Violences policières: l’ACAT sort un rapport éclairant

Depuis quelques semaines, la polémique a éclaté sur la question des abus de la force par les policiers. Violences policières, brutalités envers les policiers; les deux camps s’affrontent à coup de communiqués et de vidéos amateurs. Pour essayer de faire la lumière sur des faits mal répertoriés, l’Association des Chrétiens contre la torture (ACAT) a publié en mars 2016 un rapport sur les violences policières. Alors que la plupart des association de lutte contre ces violences sont composées d’anciennes victimes souvent virulentes, l’ACAT essaie d’adopter une attitude plus modérée. Mais les revendications de l’association restent nombreuses.

En marge des rassemblements contre la loi travail, plusieurs affrontements ont eu lieu de part et d’autre des cortèges, donnant lieu de part et d’autre à des violences injustifiées. Pour redorer le blason de la police, le syndicat Alliance a organisé le 18 mai une manifestation contre la « haine anti-flic ». En réponse, le collectif « Urgence notre police assassine » avait organisé une contre-manifestation qui a dégénéré. Il est souvent difficile pour les associations de trouver un juste milieu dans la lutte contre les violences policières. C’est ce que s’efforce de faire l’ACAT en adoptant une attitude qui se veut objective vis à vis des dérives dans l’action de la police.
• • • • •
_Consigne 1_
Comptez les lignes ci-dessous qui contiennent la chaîne « pier », puis donnez uniquement ce nombre.

_Enregistrements d'annotation par points_
• • • • •
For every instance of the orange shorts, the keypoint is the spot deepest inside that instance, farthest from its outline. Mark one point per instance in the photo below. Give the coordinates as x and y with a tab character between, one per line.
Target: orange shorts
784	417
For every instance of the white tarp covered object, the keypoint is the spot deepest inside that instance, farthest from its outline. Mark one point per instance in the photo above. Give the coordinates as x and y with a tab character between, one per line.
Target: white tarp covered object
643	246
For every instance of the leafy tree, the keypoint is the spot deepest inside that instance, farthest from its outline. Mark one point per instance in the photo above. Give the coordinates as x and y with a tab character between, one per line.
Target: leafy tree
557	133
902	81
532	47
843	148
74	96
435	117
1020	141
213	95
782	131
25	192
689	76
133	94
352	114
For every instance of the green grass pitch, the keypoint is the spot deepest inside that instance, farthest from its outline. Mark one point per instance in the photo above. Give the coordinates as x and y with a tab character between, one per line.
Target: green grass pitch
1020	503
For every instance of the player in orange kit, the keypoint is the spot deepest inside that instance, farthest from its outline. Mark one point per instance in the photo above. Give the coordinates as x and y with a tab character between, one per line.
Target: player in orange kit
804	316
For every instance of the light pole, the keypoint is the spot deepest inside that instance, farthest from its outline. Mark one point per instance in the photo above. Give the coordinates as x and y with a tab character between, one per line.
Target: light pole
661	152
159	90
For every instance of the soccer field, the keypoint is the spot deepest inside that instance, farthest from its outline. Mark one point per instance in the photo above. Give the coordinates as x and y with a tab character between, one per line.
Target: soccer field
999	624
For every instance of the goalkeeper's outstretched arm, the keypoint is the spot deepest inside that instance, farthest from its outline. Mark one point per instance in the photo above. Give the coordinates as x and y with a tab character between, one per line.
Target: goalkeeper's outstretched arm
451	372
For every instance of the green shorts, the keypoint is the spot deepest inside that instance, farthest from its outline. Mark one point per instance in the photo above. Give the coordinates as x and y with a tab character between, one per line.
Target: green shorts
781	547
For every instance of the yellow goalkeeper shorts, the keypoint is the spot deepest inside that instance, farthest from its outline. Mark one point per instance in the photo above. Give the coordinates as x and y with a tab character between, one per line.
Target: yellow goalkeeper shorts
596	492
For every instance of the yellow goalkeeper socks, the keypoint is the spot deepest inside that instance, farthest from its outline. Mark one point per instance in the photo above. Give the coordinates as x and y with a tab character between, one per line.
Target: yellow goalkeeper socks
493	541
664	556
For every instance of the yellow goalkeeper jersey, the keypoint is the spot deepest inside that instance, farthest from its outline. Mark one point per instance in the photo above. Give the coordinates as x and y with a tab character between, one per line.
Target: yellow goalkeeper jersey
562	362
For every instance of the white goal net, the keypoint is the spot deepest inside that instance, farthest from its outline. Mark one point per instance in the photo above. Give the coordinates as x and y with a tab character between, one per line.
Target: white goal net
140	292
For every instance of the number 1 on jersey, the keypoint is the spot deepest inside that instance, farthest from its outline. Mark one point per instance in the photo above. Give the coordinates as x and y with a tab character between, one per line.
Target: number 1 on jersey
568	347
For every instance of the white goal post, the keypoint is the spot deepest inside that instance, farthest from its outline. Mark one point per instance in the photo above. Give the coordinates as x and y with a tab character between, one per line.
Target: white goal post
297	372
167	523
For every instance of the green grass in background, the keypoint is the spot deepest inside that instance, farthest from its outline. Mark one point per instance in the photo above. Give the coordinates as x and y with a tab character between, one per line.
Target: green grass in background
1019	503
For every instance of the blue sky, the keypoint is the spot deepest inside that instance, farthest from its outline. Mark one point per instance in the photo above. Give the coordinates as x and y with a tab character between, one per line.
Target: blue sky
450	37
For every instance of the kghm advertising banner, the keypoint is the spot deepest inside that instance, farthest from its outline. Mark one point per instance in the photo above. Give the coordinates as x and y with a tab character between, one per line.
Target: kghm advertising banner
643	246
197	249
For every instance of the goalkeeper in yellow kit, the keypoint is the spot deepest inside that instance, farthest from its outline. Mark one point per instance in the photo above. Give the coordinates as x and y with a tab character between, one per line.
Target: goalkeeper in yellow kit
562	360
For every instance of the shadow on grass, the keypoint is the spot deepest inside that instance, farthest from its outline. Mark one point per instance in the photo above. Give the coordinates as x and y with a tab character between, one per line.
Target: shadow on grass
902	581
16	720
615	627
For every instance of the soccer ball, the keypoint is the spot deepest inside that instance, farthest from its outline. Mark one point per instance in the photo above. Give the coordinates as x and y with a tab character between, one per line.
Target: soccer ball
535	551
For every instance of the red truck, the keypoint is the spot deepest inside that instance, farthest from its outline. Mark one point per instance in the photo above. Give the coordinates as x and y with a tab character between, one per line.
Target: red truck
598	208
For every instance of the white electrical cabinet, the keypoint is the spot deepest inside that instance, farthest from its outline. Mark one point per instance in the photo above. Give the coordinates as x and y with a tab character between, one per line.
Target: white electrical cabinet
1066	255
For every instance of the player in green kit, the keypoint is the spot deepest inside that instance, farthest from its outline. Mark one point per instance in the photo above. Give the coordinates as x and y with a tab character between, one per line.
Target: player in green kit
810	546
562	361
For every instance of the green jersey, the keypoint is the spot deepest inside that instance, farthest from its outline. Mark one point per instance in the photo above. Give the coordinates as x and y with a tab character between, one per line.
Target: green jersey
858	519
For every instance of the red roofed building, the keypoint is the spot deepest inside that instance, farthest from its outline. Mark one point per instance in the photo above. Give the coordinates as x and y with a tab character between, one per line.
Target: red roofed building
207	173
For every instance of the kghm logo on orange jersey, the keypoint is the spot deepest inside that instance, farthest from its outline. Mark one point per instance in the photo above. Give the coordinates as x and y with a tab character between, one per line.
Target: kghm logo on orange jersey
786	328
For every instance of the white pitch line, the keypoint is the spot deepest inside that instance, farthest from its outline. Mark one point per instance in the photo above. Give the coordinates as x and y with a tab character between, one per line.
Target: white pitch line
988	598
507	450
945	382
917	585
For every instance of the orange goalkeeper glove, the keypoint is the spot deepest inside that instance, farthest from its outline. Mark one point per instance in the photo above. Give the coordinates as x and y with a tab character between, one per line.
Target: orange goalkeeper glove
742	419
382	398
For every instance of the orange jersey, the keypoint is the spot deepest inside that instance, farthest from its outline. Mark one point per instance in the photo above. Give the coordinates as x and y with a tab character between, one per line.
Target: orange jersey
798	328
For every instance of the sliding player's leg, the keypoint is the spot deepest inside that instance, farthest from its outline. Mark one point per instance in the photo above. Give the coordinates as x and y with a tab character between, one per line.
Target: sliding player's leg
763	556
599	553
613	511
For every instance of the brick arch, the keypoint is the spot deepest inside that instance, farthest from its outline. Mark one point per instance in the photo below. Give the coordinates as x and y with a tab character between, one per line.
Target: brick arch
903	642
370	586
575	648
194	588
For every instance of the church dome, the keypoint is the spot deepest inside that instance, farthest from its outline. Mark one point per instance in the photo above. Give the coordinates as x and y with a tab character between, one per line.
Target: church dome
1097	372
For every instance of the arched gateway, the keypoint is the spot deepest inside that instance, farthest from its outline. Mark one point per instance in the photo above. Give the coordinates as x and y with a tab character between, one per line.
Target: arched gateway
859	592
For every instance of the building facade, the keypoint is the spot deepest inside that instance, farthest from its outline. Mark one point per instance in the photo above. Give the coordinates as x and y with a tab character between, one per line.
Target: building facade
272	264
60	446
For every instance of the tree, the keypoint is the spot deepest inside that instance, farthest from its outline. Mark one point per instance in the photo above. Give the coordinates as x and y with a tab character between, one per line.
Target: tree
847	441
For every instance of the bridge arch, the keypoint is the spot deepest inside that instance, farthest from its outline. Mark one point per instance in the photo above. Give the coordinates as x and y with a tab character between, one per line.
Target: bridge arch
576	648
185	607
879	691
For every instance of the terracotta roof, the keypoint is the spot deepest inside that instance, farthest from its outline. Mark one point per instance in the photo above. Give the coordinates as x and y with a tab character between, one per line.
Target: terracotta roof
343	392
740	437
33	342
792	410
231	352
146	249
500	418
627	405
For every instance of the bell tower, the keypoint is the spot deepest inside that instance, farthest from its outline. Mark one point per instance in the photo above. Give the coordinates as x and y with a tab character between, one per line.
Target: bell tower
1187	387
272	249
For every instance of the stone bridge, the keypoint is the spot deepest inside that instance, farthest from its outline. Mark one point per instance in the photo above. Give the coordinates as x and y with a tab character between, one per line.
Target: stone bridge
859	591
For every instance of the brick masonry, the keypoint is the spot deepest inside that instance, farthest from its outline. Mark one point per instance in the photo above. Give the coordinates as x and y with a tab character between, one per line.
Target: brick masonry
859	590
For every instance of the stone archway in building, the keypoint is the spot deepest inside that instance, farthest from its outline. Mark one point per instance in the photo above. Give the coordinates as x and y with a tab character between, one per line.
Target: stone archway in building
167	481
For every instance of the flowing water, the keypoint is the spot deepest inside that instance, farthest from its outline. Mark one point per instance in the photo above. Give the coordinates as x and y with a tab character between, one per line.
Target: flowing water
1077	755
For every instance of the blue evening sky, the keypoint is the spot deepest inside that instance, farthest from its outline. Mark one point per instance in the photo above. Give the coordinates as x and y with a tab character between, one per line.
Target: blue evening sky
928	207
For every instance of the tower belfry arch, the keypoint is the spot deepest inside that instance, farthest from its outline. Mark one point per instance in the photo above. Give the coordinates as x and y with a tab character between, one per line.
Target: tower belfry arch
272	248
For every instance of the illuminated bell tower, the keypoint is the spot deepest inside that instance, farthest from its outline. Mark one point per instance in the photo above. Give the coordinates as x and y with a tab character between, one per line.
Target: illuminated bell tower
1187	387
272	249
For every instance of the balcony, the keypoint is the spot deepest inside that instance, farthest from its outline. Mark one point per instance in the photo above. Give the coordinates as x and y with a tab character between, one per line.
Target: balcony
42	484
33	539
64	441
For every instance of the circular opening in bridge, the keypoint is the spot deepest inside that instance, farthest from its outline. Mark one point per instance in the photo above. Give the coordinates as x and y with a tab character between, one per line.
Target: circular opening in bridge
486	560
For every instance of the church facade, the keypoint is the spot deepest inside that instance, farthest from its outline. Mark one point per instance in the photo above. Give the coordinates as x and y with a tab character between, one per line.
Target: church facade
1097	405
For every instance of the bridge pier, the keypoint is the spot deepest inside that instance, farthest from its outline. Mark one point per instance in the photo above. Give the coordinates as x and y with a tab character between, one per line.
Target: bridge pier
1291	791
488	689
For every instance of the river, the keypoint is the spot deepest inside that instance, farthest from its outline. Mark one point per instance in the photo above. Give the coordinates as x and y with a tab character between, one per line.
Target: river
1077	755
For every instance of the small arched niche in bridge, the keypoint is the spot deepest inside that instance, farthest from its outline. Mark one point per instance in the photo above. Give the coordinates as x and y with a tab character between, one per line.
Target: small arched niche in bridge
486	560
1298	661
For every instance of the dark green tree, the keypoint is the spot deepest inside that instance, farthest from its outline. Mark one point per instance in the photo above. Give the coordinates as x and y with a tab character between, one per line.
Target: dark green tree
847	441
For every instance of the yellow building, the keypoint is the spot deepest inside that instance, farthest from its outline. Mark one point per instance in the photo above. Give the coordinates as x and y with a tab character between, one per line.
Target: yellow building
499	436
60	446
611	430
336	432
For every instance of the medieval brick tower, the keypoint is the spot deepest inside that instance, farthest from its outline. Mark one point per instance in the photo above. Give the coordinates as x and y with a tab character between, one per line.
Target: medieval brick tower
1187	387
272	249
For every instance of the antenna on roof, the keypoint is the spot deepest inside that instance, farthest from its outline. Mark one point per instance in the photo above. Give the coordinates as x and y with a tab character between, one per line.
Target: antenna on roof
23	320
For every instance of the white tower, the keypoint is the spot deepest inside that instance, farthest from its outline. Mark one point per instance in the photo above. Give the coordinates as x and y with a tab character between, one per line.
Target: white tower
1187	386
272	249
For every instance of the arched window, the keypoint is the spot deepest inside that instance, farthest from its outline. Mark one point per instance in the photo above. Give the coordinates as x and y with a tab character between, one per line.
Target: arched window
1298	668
• • • • •
_Consigne 2_
D'après l'article sur les violences policières, à quelle date le syndicat Alliance a-t-il organisé une manifestation contre la « haine anti-flic » ?

_Réponse correcte 1_
2

_Réponse correcte 2_
Le 18 mai.